[Data entries]
-- BEGIN --

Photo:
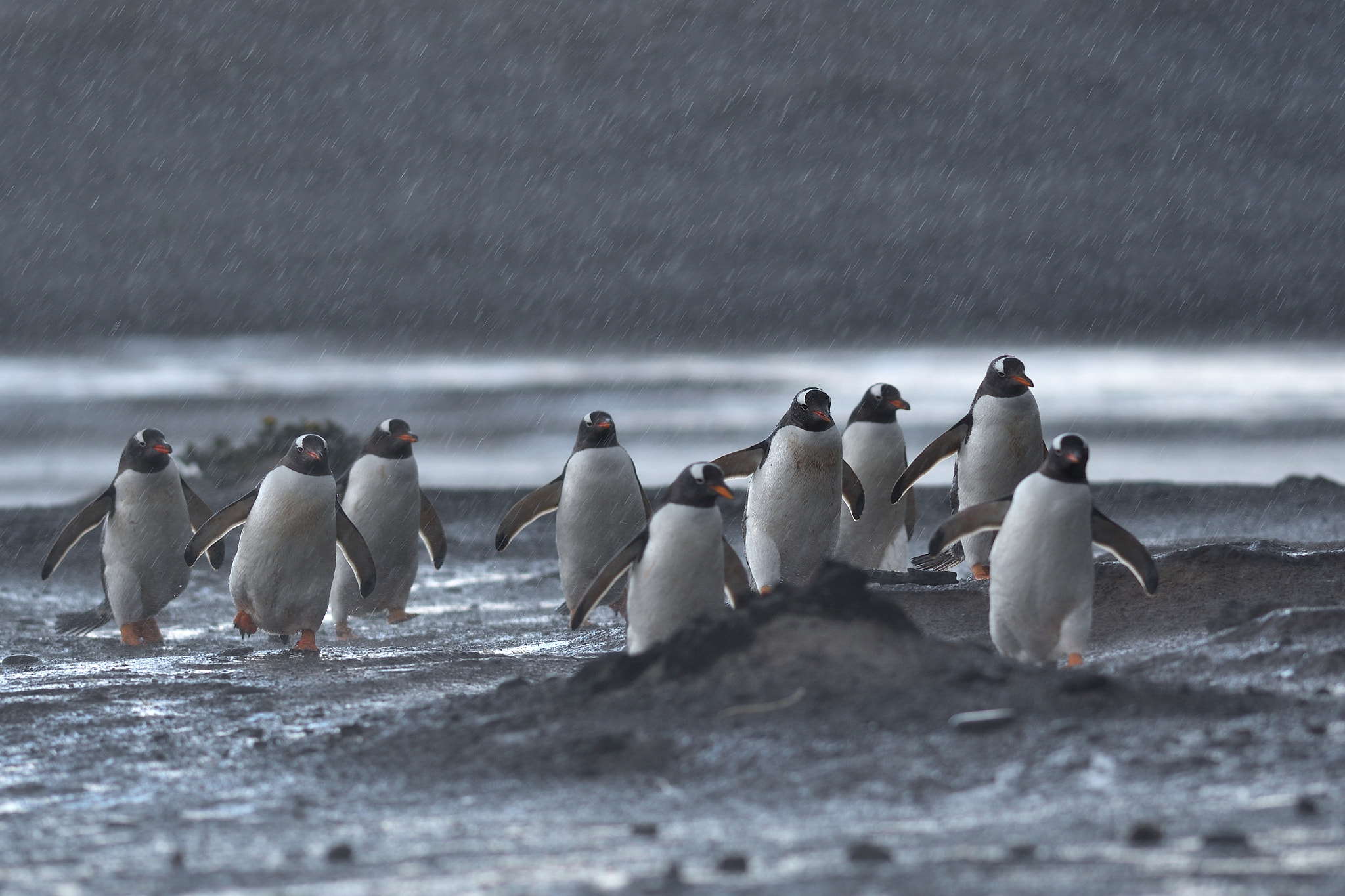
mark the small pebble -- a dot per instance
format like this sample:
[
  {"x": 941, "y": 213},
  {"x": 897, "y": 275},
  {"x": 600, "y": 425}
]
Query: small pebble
[
  {"x": 866, "y": 852},
  {"x": 982, "y": 719}
]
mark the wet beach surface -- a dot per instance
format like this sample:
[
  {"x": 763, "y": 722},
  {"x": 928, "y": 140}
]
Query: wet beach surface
[{"x": 1199, "y": 750}]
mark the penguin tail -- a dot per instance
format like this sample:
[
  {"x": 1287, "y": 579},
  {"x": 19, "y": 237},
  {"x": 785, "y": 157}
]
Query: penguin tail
[
  {"x": 87, "y": 621},
  {"x": 946, "y": 559}
]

-- END --

### [THE EXERCISE]
Reproduce every line of the data verbatim, leaving out the pictures.

### [TASK RESULT]
Photo:
mark the small pebble -- a dot per instance
format like this sample:
[
  {"x": 941, "y": 213},
  {"x": 897, "y": 275},
  {"x": 600, "y": 425}
]
Query: small pebble
[
  {"x": 866, "y": 852},
  {"x": 982, "y": 719}
]
mark the wet beach surface -- a dot per instance
format like this sample:
[
  {"x": 763, "y": 722},
  {"x": 928, "y": 140}
]
Query: wet beach surface
[{"x": 1199, "y": 750}]
mark the penguin tail -- a dot per instance
format like this sample:
[
  {"x": 1287, "y": 579},
  {"x": 19, "y": 237},
  {"x": 785, "y": 157}
]
Query: penguin tail
[
  {"x": 87, "y": 621},
  {"x": 946, "y": 559}
]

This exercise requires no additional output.